Information shown START
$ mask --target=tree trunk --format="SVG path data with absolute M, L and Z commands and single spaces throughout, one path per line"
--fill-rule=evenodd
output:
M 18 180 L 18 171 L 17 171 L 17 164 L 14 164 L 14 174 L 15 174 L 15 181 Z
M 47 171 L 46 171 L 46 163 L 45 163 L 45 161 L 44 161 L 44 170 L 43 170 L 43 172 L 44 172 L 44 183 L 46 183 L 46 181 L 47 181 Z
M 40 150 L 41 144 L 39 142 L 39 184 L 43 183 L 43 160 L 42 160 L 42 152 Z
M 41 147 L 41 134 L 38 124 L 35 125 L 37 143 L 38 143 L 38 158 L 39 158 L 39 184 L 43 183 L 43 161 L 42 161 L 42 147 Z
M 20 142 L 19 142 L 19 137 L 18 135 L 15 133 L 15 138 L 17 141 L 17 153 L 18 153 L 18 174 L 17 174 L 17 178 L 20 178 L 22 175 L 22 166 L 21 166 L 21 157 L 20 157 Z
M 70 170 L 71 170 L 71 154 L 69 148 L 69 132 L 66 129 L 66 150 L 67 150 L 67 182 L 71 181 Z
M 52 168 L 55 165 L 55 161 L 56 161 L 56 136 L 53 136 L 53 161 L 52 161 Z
Information shown END
- [Aim of the exercise]
Using the entries above, quote each line verbatim from the first through the line that contains "--fill-rule=evenodd".

- [Answer space]
$ mask --target=tree trunk --format="SVG path data with absolute M, L and Z commands and single spaces throughout, one path per line"
--fill-rule=evenodd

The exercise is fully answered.